[Stored dataset items]
* * * * *

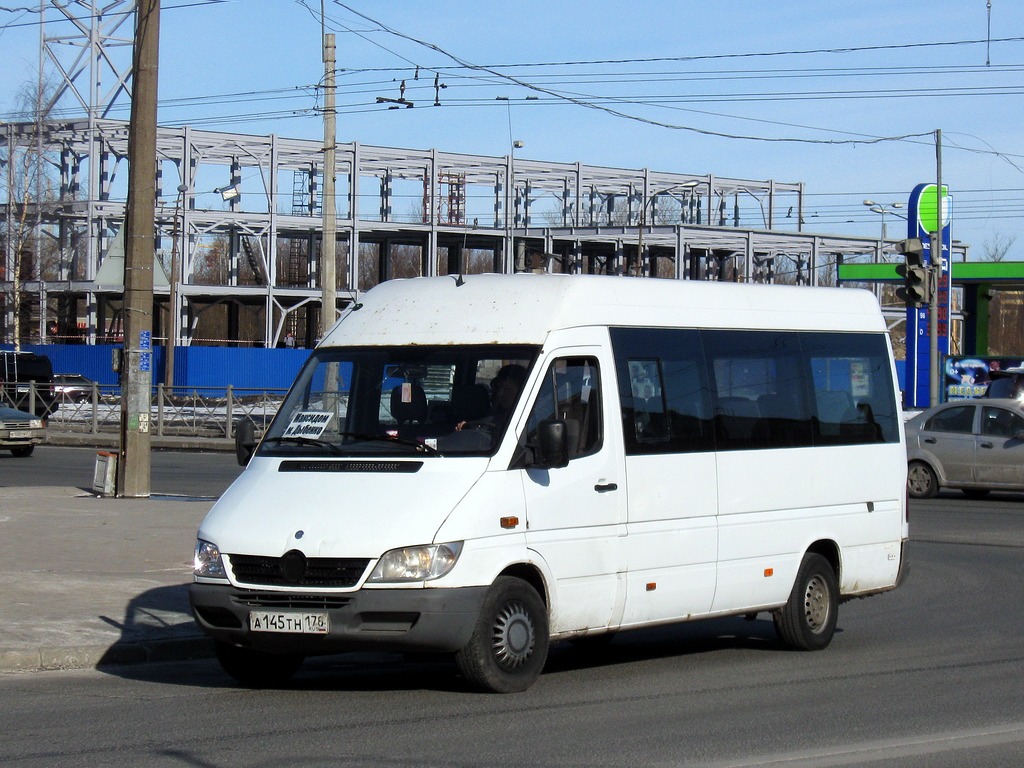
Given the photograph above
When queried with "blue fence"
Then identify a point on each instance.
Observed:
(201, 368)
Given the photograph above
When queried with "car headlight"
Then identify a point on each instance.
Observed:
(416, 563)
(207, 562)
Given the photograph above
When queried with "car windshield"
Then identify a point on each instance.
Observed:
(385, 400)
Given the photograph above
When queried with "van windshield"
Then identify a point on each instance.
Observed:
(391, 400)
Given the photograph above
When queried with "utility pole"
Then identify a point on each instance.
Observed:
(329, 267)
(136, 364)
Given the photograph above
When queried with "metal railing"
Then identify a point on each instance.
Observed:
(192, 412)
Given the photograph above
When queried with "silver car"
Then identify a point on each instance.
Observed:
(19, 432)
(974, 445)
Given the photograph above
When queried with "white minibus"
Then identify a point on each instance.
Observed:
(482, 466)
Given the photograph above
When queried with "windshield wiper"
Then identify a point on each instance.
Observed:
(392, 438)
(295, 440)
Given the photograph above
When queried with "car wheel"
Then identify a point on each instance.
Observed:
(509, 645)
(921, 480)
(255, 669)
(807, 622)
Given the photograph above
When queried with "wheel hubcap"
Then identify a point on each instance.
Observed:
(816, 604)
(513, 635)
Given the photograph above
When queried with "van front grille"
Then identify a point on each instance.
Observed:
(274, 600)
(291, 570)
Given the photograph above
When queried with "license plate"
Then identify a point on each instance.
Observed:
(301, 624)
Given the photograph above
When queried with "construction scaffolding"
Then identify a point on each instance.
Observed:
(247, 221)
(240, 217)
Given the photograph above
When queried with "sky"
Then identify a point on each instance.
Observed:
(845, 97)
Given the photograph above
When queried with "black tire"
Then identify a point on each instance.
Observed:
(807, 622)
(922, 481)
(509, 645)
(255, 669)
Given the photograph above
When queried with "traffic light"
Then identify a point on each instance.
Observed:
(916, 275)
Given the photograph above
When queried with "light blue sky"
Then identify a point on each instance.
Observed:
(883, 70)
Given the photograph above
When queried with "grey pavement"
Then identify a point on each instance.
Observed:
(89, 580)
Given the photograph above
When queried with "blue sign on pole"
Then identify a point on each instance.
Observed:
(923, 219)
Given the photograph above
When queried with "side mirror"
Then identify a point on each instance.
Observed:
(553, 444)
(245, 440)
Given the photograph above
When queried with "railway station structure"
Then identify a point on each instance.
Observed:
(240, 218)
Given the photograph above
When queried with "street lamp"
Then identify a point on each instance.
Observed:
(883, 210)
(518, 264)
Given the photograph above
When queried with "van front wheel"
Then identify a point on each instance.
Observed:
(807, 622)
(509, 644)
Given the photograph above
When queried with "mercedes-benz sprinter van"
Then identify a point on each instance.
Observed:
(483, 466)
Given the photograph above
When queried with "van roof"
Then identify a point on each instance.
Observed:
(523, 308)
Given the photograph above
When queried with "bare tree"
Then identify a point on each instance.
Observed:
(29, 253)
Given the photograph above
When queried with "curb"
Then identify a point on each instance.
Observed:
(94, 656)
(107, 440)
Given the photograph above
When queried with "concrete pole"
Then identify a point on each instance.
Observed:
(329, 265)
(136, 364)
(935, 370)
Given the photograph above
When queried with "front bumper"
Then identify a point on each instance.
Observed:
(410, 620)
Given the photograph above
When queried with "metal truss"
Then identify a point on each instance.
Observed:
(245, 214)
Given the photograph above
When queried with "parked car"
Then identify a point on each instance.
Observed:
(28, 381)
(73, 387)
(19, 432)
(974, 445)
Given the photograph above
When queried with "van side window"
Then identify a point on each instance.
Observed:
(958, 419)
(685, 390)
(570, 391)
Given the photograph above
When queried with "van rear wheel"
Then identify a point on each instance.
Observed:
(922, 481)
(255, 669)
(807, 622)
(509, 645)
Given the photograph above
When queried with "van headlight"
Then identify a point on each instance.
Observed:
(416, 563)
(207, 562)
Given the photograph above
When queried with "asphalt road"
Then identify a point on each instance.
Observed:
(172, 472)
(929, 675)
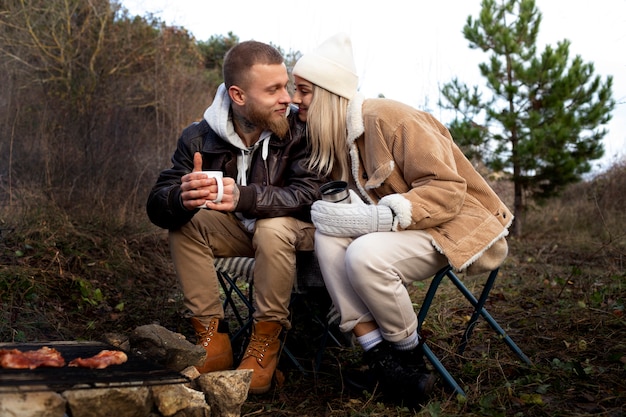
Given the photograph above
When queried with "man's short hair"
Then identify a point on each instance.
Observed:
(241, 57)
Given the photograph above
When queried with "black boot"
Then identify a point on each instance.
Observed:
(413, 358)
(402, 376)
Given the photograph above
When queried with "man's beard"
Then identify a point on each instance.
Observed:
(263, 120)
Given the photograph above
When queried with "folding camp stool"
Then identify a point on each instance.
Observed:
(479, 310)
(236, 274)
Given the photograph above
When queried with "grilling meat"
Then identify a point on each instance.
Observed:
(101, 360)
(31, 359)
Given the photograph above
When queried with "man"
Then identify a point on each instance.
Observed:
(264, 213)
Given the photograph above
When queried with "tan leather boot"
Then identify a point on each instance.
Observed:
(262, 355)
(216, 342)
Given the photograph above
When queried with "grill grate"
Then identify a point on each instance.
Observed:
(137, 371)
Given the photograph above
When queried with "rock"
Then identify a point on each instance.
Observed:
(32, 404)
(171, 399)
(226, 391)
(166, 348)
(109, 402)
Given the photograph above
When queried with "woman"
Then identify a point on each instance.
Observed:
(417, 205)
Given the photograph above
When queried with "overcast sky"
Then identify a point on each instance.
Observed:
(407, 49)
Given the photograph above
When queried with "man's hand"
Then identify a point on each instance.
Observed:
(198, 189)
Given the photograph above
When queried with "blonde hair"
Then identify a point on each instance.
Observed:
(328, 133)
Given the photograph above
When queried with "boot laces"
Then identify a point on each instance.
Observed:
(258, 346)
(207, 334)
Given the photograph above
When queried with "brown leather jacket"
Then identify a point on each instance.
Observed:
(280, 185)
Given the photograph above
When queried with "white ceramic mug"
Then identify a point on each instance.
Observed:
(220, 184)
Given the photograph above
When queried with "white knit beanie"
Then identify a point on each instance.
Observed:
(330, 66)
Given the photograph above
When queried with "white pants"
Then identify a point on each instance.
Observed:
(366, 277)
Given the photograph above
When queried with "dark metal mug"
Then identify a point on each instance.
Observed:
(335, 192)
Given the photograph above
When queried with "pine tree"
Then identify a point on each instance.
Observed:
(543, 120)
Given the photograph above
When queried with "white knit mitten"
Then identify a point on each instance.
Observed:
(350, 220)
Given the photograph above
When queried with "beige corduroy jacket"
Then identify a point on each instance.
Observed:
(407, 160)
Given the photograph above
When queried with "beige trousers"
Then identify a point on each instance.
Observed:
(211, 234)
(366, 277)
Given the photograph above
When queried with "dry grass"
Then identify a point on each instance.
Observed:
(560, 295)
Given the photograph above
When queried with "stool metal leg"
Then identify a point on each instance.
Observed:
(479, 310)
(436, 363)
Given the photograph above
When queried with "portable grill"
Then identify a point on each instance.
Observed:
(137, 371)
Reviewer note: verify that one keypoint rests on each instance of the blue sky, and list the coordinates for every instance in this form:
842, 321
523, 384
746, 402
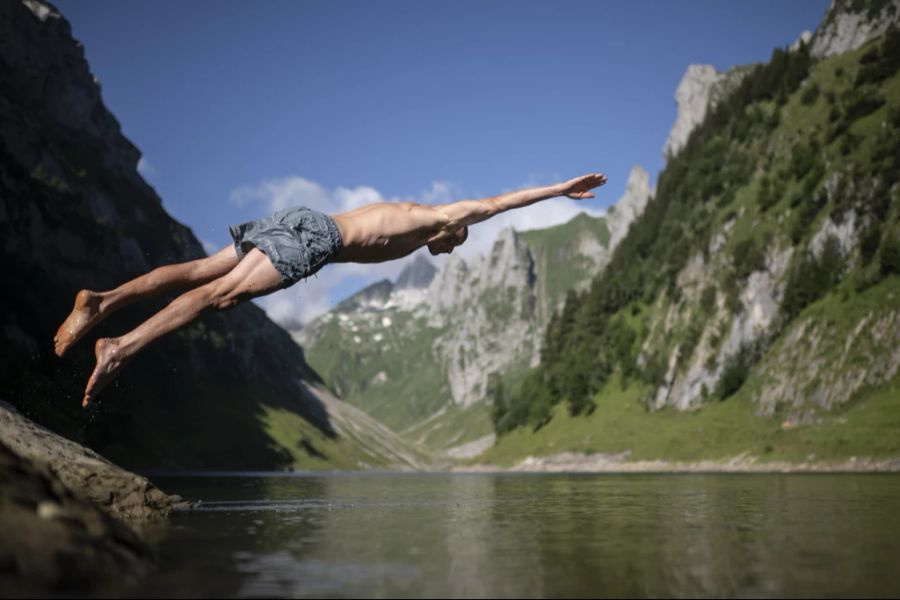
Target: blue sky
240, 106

* * * * *

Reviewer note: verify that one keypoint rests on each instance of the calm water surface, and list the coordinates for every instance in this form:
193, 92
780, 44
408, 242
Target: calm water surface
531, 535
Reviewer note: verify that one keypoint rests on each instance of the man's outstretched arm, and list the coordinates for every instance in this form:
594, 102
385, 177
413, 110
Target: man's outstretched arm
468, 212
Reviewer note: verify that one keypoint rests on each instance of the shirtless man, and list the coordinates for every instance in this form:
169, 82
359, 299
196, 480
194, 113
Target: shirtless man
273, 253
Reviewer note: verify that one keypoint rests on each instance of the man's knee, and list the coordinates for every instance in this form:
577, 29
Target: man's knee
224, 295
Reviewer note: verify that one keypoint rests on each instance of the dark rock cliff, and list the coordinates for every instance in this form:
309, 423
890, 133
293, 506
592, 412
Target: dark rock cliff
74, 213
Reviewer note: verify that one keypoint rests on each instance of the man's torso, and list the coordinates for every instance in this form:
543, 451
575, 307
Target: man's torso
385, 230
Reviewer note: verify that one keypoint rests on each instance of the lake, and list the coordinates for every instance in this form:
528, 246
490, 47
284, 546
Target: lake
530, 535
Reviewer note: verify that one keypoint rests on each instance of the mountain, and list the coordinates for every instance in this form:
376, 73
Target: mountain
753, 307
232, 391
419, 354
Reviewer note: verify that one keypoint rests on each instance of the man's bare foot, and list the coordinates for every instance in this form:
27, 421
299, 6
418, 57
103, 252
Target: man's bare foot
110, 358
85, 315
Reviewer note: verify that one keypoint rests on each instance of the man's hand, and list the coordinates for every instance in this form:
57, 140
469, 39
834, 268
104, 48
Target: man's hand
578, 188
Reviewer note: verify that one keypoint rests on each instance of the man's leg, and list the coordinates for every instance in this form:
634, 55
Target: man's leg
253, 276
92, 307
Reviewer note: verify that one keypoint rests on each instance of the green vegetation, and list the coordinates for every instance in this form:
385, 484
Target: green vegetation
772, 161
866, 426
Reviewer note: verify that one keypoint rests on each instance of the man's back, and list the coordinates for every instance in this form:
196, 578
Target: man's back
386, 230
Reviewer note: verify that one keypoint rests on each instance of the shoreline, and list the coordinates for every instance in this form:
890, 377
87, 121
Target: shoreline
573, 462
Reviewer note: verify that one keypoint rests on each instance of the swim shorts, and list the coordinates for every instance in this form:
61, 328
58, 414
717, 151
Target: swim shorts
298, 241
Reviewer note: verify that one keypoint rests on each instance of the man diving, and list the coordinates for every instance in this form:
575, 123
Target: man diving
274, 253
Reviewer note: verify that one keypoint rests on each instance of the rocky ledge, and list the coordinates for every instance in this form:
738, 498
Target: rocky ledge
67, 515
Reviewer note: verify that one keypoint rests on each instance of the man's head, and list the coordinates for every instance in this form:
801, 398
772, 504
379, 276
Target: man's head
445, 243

* * * * *

> **Task statement**
Which rows contain the word "stool", with case counting? Pick out each of those rows and copy it.

> **Answer to the task**
When queried with "folding camp stool"
When queried with "stool metal leg"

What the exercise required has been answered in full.